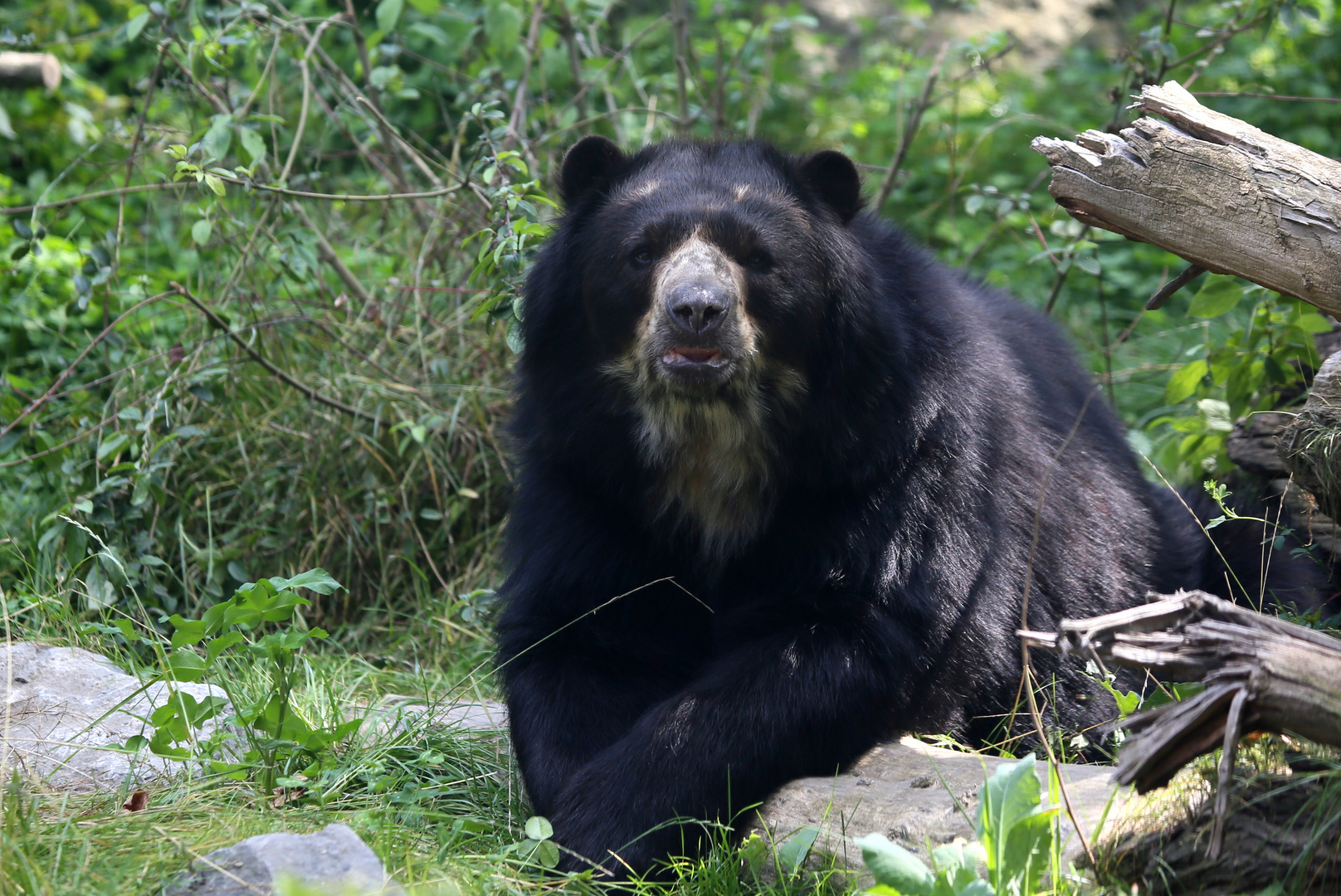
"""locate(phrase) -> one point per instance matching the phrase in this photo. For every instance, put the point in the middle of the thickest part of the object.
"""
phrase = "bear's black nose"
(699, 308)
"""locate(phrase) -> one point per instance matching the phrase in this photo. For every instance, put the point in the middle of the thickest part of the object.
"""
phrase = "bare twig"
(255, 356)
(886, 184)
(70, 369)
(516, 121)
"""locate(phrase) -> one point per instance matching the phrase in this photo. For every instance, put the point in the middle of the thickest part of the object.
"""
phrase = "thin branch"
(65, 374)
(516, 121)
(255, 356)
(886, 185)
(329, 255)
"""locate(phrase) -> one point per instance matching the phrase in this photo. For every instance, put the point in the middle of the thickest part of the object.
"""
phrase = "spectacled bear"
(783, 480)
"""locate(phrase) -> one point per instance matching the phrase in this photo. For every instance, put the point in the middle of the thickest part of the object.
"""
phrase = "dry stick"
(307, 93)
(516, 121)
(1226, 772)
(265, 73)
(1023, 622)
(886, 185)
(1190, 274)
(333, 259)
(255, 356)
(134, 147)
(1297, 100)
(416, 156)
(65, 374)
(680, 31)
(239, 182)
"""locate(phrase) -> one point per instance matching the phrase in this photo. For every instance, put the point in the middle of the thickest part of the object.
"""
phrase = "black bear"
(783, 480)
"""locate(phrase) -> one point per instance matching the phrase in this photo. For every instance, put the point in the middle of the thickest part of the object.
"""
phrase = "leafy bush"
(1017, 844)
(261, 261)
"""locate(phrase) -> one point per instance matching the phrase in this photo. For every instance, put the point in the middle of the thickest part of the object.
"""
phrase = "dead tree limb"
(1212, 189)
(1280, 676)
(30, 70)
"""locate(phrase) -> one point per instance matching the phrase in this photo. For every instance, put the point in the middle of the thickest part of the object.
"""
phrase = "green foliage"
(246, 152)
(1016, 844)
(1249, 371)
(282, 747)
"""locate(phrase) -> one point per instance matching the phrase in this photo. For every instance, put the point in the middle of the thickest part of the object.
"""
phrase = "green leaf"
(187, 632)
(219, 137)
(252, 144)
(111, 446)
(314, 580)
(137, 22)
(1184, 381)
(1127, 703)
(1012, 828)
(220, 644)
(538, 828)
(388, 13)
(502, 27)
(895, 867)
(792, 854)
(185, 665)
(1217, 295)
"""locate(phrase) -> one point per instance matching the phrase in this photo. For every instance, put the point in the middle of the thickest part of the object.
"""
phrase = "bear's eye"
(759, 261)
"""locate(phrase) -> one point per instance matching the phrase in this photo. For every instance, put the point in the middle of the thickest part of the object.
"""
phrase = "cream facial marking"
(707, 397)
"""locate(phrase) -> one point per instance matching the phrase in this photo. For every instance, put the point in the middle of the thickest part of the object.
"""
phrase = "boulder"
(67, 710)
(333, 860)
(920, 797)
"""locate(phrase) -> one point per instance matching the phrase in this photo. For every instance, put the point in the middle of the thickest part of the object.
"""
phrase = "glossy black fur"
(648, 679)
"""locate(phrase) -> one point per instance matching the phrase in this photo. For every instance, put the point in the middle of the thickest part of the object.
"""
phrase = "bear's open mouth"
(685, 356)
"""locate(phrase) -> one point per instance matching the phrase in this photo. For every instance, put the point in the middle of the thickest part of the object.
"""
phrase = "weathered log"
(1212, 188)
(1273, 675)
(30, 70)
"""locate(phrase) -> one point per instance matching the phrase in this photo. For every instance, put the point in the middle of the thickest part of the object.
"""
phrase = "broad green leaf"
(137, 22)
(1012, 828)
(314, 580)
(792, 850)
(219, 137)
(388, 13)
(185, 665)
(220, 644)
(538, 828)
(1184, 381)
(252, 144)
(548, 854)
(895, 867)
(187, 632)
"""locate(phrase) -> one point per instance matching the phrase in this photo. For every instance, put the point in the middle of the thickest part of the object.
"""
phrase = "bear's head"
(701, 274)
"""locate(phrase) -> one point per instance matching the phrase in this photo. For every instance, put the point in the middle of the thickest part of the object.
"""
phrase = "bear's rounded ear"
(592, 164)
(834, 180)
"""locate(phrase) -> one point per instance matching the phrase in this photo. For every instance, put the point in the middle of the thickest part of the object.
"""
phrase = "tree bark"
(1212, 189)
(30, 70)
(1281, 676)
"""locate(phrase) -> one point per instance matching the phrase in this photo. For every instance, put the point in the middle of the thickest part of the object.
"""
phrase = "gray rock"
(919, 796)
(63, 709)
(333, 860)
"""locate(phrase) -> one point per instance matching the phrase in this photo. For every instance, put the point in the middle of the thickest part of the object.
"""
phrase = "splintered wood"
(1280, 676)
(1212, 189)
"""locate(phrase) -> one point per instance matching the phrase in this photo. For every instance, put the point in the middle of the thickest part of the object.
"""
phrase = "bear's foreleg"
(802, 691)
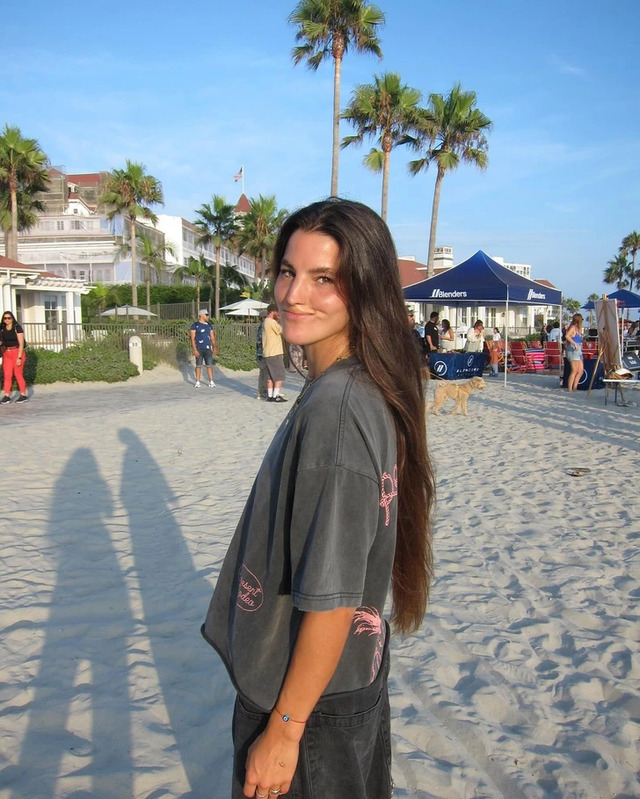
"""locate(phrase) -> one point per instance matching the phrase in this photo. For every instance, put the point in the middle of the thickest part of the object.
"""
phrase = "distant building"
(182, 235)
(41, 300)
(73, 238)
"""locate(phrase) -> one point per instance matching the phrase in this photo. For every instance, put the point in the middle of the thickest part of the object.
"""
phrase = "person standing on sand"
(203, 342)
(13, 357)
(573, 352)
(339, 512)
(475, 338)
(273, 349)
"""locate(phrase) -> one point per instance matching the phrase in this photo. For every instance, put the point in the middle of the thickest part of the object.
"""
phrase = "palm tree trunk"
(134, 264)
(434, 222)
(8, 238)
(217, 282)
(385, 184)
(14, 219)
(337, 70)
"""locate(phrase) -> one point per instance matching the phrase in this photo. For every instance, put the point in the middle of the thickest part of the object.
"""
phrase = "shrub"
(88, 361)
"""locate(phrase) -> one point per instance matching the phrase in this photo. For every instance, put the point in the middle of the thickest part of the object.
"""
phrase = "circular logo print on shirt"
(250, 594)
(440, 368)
==
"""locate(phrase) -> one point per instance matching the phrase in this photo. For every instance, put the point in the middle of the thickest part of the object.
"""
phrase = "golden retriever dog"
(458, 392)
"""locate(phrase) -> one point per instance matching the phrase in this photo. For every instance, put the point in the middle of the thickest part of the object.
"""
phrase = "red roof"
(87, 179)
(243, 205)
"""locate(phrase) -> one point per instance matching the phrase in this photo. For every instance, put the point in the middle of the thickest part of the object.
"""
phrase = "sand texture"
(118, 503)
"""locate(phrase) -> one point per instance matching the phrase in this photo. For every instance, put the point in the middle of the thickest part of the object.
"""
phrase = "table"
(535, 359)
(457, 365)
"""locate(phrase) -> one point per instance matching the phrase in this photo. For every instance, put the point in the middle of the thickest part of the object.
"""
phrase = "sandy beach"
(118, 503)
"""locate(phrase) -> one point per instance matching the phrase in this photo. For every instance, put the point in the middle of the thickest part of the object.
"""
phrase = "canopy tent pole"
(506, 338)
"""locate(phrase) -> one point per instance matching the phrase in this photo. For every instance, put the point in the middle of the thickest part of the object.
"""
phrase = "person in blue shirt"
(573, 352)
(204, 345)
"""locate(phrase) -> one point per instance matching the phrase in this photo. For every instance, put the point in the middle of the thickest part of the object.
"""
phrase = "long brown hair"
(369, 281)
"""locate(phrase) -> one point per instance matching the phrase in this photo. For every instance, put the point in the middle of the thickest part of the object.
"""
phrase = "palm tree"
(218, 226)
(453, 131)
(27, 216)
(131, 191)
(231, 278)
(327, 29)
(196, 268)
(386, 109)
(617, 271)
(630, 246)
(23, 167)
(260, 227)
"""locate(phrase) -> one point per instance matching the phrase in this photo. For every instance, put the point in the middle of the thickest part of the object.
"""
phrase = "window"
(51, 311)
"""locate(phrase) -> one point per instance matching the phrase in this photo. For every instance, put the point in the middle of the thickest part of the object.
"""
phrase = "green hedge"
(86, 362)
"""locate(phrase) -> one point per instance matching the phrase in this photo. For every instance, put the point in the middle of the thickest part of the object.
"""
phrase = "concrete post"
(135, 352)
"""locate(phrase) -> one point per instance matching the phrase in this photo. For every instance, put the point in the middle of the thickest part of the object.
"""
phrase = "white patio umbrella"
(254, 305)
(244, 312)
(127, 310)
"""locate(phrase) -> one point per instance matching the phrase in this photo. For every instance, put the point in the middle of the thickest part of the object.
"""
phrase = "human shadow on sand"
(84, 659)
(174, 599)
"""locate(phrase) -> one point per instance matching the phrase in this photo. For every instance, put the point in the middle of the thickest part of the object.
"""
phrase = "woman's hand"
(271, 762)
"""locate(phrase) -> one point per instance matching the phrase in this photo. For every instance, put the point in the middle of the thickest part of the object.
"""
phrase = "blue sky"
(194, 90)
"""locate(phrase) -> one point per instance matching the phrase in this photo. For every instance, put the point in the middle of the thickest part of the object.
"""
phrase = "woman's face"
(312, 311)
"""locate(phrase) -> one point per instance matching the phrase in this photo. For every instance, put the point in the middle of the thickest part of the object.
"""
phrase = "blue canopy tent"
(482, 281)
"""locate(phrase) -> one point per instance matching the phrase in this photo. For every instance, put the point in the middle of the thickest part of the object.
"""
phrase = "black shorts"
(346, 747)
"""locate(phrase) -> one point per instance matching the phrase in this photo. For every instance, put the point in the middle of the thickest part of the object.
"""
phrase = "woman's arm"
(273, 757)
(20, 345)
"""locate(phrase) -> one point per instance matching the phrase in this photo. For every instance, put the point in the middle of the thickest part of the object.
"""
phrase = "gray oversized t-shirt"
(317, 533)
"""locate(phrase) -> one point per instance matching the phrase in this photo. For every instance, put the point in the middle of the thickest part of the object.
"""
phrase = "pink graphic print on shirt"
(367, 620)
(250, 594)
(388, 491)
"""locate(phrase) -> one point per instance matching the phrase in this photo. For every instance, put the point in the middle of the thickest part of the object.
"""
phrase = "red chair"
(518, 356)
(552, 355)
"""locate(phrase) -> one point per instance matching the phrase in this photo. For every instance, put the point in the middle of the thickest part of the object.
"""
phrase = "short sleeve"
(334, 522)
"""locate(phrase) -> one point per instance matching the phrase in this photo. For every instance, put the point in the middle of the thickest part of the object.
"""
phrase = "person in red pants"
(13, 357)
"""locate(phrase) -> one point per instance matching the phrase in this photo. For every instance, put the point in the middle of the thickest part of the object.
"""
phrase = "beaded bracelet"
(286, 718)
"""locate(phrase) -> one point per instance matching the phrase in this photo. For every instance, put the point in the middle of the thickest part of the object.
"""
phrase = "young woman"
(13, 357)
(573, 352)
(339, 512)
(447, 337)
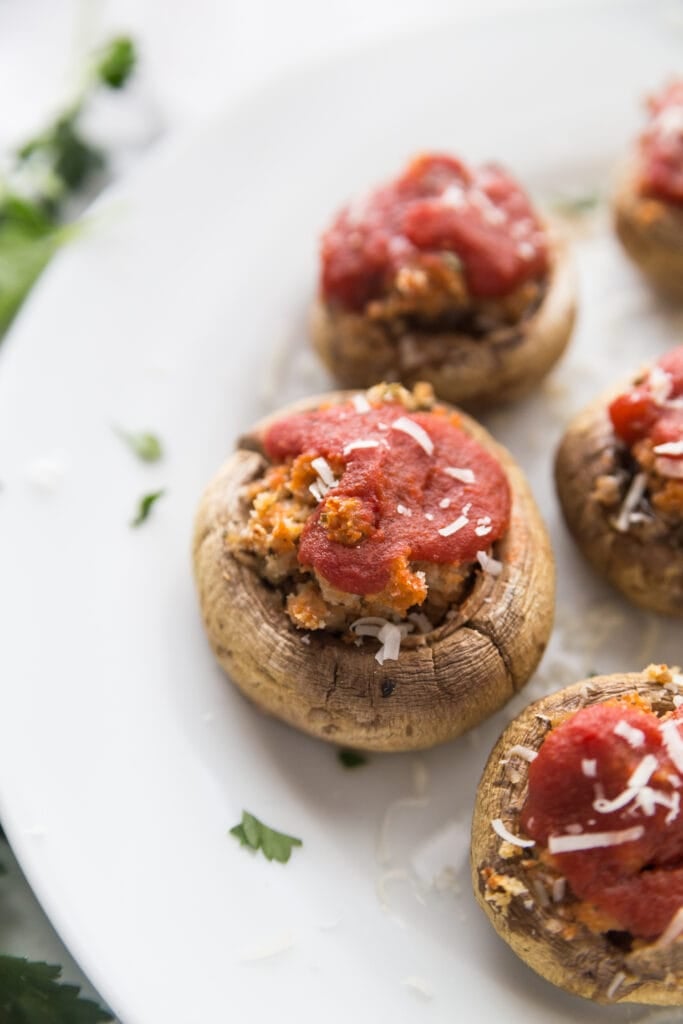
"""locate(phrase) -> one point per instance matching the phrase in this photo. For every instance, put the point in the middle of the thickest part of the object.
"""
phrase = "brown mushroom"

## [TASK STATEMENT]
Please locate every line of the records that contains the word "blue" and copy each one out.

## [REPLY TO THE EXERCISE]
phrase = "person in blue shirt"
phrase = "blue sky"
phrase = "blue canopy tent"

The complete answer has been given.